* [Görev listesi]
A: Seçilmiş metinde "Zaten şu anda" sözcüklerini içeren ifadeyle açılıp "bilen var mı?" ile kapanan kısmı, "Cumhurbaşkanı" adını geçtiği her yerde "Devlet Başkanı" olarak yeniden adlandırarak tekrar verin.
B: Hükümet politikalarını eleştiren seçilmiş metnin devamını, gösterilen son cümlenin ardından başlayarak yazın.

=== Seçilmiş metin ===

4 – Büyük Türkiye, Yeni Osmanlı ve Ortadoğu’da düzen kuruyoruz diye, hayal ve maceraları ile Türkiye’yi Ortadoğu bataklığına çektiler. Halbuki bizim yapmamız gereken Ortadoğu ile olan sınırlarımızı kuvvetlendirip korumak, kendi benliğimizi koruyarak medeniyet ve hürriyetlere, sanayiye, teknolojiye, gelişmiş AB kriterlerine yönümüzü dönmektir. Yoksa Türkiye’yi Ortadoğu ülkesi yaparız.

Zaten şu anda hükümetin yaptığı budur. İnsanlar ölüyor, şehirler yanıyor, terör gelişiyor. Şehirlerde gençler uyuşturucudan ölüyor, zina kanun ile serbest bırakıldı. Yabancı uyruklu insanların sayısı memleketimizde bilinmemektedir. Yalandan bazı insani kavramlar ile bunlar yutturuluyor. Bir muhacir-ensar yalancılığı tutturuldu gidiyor. Ensar kendi malını muhacire veriyordu, başbakan ve Cumhurbaşkanı kimin malını kime veriyor, hesabını bilen ve veren yoktur.

5 – Cumhurbaşkanı makamın gereğini taşımamaktadır. Şehirler alev alev yanarken, kamu binaları, okullar, yurtlar yakılırken, vatandaşlar öldürülürken, tanklar ve askerler şehirlerde gezerken, başbakan, bakanlar ve yetkililer de hukuk ve ahlak dışı ve garabet açıklamalar yaptılar. Şu anda da Cumhurbaşkanı AKP’nin başında ve başbakan rolünde sokaklarda nutuklar atıyor. Bu toplantıları kim, kimin parasıyla düzenliyor, bilen var mı?

6 – Deneme yanılma yoluyla iş yapan hükumet bu yanılgılardan ders çıkarmadı: Suriye krizi ile ilgili olmak üzere yine hedefine koyduğu Esedi devirme fikrinde ısrar ediyor. Bu hedef gerçekleştirilmesi mümkün olmayan, bir çok örgütün türemesine ve sivil insanların da ölmesine sebep olduğumuz bir projedir. Halbuki Türkiye daha 2011 yılı başında uluslararası toplum Esede karşı cephe almışken, onların önünde kalkan olmuş, onlara ben bu işi diplomasi ve iyi ilişkilerle halledeceğim diyordu. Sonra Esed’in kanlısı olmuş ve ona karşı her türlü unsuru kullanmıştır.

=== Veri kayıtları ===

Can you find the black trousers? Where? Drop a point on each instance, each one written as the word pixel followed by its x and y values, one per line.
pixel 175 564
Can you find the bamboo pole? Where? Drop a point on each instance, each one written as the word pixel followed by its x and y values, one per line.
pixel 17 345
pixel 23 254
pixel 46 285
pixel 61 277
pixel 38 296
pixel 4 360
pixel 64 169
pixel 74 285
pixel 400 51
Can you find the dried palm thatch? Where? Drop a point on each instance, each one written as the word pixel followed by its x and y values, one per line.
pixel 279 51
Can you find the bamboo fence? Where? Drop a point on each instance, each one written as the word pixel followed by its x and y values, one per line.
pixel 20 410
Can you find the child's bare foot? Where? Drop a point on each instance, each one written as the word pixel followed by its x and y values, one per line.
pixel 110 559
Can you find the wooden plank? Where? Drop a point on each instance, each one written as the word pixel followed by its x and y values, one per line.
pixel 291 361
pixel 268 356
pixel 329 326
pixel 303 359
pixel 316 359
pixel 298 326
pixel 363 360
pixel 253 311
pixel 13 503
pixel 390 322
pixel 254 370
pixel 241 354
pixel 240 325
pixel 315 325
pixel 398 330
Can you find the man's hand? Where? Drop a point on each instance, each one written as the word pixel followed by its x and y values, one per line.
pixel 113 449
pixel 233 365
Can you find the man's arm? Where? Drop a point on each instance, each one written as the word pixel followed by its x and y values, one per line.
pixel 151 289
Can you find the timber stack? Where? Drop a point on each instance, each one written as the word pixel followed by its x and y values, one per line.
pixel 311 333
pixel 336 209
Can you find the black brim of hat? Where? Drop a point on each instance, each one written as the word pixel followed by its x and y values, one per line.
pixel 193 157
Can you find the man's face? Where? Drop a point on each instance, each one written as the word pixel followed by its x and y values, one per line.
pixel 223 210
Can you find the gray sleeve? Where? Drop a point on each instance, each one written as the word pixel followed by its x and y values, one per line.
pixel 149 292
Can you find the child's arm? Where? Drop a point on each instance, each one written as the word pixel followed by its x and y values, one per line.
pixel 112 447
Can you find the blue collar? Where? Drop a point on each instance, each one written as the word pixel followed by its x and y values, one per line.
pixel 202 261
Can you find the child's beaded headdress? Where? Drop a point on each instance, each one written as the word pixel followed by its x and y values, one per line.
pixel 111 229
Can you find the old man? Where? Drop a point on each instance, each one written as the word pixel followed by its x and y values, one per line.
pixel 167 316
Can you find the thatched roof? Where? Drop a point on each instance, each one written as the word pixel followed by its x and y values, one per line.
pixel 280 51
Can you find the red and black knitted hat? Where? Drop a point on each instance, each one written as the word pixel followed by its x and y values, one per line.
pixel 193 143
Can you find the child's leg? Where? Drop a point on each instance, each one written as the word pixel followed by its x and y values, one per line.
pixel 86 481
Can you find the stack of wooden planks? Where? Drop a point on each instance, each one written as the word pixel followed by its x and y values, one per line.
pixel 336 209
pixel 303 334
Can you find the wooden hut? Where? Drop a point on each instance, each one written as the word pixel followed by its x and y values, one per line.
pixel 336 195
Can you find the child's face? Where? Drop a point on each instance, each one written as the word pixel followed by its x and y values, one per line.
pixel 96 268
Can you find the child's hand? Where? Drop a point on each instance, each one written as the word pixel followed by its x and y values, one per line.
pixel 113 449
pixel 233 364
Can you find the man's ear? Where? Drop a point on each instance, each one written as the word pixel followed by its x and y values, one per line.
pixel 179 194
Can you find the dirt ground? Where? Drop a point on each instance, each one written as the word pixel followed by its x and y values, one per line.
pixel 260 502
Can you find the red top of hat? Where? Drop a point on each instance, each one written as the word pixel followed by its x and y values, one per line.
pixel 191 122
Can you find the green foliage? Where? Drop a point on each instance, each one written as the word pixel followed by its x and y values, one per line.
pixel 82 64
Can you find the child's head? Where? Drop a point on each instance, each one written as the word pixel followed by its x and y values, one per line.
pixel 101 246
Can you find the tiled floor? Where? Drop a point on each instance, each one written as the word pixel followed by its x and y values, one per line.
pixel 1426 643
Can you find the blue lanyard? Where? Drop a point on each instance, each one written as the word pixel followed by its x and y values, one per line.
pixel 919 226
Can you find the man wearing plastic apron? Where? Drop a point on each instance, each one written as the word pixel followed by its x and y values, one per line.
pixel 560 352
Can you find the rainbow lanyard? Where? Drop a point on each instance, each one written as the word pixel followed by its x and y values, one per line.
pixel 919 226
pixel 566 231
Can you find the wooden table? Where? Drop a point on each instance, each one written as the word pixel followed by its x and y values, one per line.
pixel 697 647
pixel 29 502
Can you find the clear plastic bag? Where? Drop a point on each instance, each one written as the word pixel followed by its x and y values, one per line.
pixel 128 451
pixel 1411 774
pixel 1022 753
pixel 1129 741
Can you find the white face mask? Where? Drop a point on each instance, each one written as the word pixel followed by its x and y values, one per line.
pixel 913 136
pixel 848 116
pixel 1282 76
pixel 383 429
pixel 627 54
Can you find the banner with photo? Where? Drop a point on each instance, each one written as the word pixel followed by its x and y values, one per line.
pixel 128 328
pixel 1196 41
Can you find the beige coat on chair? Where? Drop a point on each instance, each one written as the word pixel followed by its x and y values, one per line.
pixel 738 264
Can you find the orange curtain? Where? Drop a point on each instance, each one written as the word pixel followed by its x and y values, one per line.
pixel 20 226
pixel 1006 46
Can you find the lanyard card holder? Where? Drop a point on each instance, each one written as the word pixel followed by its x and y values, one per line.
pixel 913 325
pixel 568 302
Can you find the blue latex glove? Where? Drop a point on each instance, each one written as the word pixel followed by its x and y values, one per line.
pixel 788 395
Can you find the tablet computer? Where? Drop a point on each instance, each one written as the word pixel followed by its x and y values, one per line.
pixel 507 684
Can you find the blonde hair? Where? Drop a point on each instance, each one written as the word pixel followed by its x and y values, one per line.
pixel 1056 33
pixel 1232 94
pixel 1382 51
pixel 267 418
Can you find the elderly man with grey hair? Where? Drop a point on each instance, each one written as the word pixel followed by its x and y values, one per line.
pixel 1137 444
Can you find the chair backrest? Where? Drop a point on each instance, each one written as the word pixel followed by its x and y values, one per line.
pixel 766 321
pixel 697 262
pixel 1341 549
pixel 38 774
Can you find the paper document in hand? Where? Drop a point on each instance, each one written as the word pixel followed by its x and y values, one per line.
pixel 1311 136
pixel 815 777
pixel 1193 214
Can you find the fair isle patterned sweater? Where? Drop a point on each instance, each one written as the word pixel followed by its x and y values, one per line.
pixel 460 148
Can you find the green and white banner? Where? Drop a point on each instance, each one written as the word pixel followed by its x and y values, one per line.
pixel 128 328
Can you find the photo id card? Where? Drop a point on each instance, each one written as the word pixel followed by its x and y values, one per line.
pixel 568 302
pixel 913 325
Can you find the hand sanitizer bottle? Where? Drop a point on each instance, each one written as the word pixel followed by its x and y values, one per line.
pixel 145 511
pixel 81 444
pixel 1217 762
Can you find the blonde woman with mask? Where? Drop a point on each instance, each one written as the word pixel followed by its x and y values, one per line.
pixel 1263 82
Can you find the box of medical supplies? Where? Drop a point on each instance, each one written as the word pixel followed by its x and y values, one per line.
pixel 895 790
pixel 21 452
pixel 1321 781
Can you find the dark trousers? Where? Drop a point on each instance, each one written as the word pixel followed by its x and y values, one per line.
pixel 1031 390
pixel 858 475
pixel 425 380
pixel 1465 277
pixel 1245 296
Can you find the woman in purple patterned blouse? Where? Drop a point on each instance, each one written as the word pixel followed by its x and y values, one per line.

===

* [Yanıt listesi]
A:
Zaten şu anda hükümetin yaptığı budur. İnsanlar ölüyor, şehirler yanıyor, terör gelişiyor. Şehirlerde gençler uyuşturucudan ölüyor, zina kanun ile serbest bırakıldı. Yabancı uyruklu insanların sayısı memleketimizde bilinmemektedir. Yalandan bazı insani kavramlar ile bunlar yutturuluyor. Bir muhacir-ensar yalancılığı tutturuldu gidiyor. Ensar kendi malını muhacire veriyordu, başbakan ve Devlet Başkanı kimin malını kime veriyor, hesabını bilen ve veren yoktur.

5 – Devlet Başkanı makamın gereğini taşımamaktadır. Şehirler alev alev yanarken, kamu binaları, okullar, yurtlar yakılırken, vatandaşlar öldürülürken, tanklar ve askerler şehirlerde gezerken, başbakan, bakanlar ve yetkililer de hukuk ve ahlak dışı ve garabet açıklamalar yaptılar. Şu anda da Devlet Başkanı AKP’nin başında ve başbakan rolünde sokaklarda nutuklar atıyor. Bu toplantıları kim, kimin parasıyla düzenliyor, bilen var mı?

B:
Şu an hükumetin bir derdi var, Esed gitsin de nasıl giderse gitsin. Acaba bütün bunlar bahane edilerek nerelere ve kimlere bizim paralarımız ve imkanlarımız kullanıldı, bilen var mı? Eğit-donat faaliyeti altında memlekette neyi ve kimi, kim için eğitiyoruz, bilen var mı?

Bize göre yapılması gerekenler:

a – Güneydoğu sınırımızı tahkim etmek, kuvvetlendirmektir. O bölgedeki insanlara kendi bölgeleri içinde elimizden geldiğince ve ayrım yapmadan yardımcı olmaktır. Topraklarımızı kullanarak bunlara zarar veren örgütlere katılanlara veya lojistik destek sağlayanlara engel olmaktır.

b – PKK , KCK gibi örgütlere ve şehir yapılanmalarına göz yummamaktır.

c – Devletin güvenlik güçlerini çeşitli bahanelerle yıldırmamak ve hukuki güvenliğini temin etmektir.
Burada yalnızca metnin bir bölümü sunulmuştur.